**Reading passage**
Tahoe-x1

Tahoe-x1 (Tx1) is a family of single-cell foundation models developed by Tahoe Therapeutics and released as a bioRxiv preprint in October 2025. While foundation models have reshaped natural language processing and computer vision, their potential in single-cell biology — and particularly in complex diseases such as cancer — has remained comparatively underexplored. Tx1 targets this gap directly, scaling perturbation-trained single-cell models up to 3 billion parameters and orienting their training and evaluation toward cancer-relevant tasks.

The central idea behind Tx1 is to learn not just from baseline transcriptional states but from how cells respond to perturbation. The models are pretrained on large-scale single-cell transcriptomic data, including the Tahoe-100M perturbation compendium, and then fine-tuned for disease-relevant downstream applications. Rather than treating gene expression in isolation, Tx1 jointly learns representations of genes, cells, and compounds, allowing a single backbone to reason about both cellular identity and the effect of chemical interventions.

Tx1 sits alongside earlier single-cell foundation models such as Geneformer, scGPT, scFoundation, and AIDO.Cell, but differentiates itself through its perturbation-centric training signal, its explicit modeling of compounds via a drug token, and its focus on precision oncology benchmarks. Tahoe Therapeutics released the model as an unusually open package — pretrained checkpoints, training code, and evaluation workflows — to accelerate community work on perturbation-trained single-cell models.

#Key Features

• Perturbation-trained pretraining: Tx1 is pretrained on large-scale single-cell transcriptomic data including the Tahoe-100M perturbation compendium, so the models learn from how cells respond to interventions rather than from baseline states alone.
• Joint gene, cell, and compound modeling: A masked-expression generative objective augmented with a drug token lets a single model jointly represent genes, cells, and chemical compounds, enabling flexible adaptation across downstream tasks.
• Scaling to 3 billion parameters: Three checkpoints are released — Tx1-70M (~70M), Tx1-1B (~1.3B), and Tx1-3B (~3B parameters) — spanning a range of compute-performance trade-offs.
• High compute efficiency: Through architectural optimizations, data-loader refinements, and efficient training strategies, Tx1 reaches 3-30x higher compute efficiency than prior implementations of cell-state models.
• Cancer-focused benchmarking: The models are evaluated on four disease-relevant tasks — gene essentiality prediction, hallmarks-of-cancer gene identification, cell-type classification, and perturbation-response prediction in held-out contexts.
• Open release: Pretrained checkpoints and code are released under Apache-2.0, with an interactive HuggingFace Space demo for hands-on exploration.

**Directions**
Reproduce the Tahoe-x1 text word for word, beginning at the words "Tx1 sits alongside" and stopping after "baseline states alone.".

**Material provided**
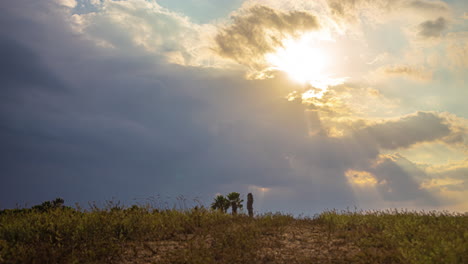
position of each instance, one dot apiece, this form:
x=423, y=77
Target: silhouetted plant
x=220, y=203
x=250, y=204
x=235, y=201
x=48, y=205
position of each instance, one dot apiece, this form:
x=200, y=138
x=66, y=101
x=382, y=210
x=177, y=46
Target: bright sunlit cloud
x=306, y=61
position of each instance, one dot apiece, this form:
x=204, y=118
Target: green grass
x=112, y=235
x=394, y=236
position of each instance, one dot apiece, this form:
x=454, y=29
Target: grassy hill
x=141, y=234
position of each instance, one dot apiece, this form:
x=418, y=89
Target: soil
x=296, y=243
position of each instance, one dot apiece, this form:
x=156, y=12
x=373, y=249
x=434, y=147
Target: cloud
x=413, y=72
x=144, y=25
x=449, y=182
x=433, y=28
x=260, y=30
x=129, y=125
x=351, y=10
x=457, y=50
x=67, y=3
x=399, y=180
x=407, y=130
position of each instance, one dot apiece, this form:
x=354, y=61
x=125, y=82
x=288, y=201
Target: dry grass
x=201, y=236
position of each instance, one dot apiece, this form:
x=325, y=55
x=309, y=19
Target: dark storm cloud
x=433, y=28
x=260, y=30
x=398, y=180
x=128, y=125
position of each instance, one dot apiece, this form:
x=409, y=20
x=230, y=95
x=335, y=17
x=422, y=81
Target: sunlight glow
x=305, y=61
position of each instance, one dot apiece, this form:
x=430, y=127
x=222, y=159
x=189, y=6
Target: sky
x=309, y=105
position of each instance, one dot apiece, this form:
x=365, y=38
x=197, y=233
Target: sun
x=306, y=61
x=299, y=59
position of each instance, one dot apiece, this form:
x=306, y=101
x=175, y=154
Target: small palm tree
x=235, y=201
x=220, y=203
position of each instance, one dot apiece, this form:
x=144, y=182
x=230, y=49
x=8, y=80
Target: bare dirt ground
x=296, y=243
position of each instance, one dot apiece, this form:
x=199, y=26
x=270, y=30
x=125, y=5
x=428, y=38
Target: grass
x=142, y=234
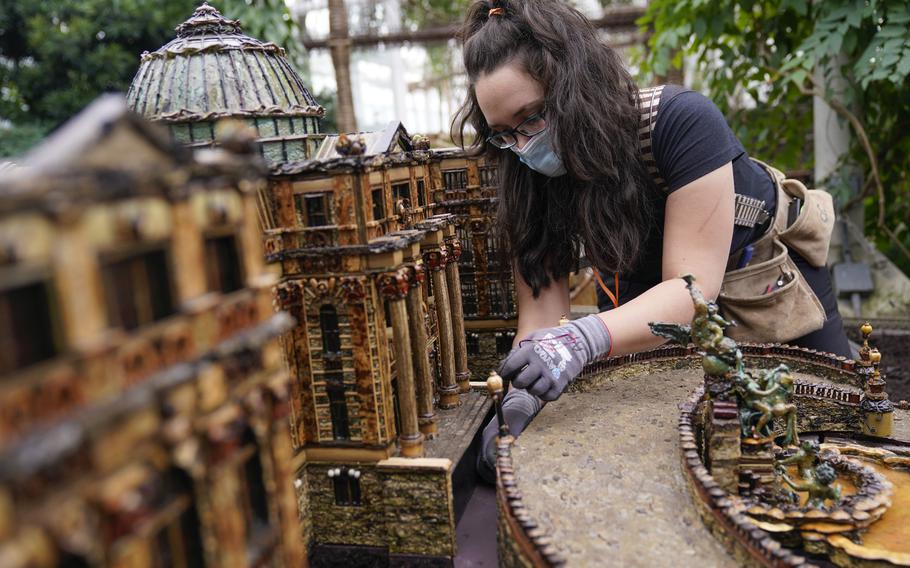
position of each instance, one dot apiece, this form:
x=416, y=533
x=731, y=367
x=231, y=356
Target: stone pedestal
x=723, y=449
x=758, y=457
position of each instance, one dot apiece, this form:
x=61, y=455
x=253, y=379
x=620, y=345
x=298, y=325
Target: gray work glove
x=518, y=409
x=549, y=359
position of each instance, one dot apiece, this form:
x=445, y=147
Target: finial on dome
x=208, y=20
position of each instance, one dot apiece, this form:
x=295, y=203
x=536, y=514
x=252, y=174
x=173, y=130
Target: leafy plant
x=769, y=50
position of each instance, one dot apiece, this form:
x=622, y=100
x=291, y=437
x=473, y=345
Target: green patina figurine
x=722, y=357
x=818, y=484
x=764, y=399
x=805, y=458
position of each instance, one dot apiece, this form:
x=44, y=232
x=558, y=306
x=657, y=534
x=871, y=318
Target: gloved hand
x=518, y=409
x=549, y=359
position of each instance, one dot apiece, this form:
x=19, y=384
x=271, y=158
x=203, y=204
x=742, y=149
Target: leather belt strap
x=749, y=211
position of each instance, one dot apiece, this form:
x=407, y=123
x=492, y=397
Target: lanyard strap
x=613, y=297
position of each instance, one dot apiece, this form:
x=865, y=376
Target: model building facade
x=465, y=186
x=381, y=411
x=143, y=392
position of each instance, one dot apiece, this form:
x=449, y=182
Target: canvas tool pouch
x=765, y=311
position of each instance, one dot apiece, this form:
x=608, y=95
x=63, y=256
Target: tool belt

**Result**
Tx1 sits alongside earlier single-cell foundation models such as Geneformer, scGPT, scFoundation, and AIDO.Cell, but differentiates itself through its perturbation-centric training signal, its explicit modeling of compounds via a drug token, and its focus on precision oncology benchmarks. Tahoe Therapeutics released the model as an unusually open package — pretrained checkpoints, training code, and evaluation workflows — to accelerate community work on perturbation-trained single-cell models.

#Key Features

• Perturbation-trained pretraining: Tx1 is pretrained on large-scale single-cell transcriptomic data including the Tahoe-100M perturbation compendium, so the models learn from how cells respond to interventions rather than from baseline states alone.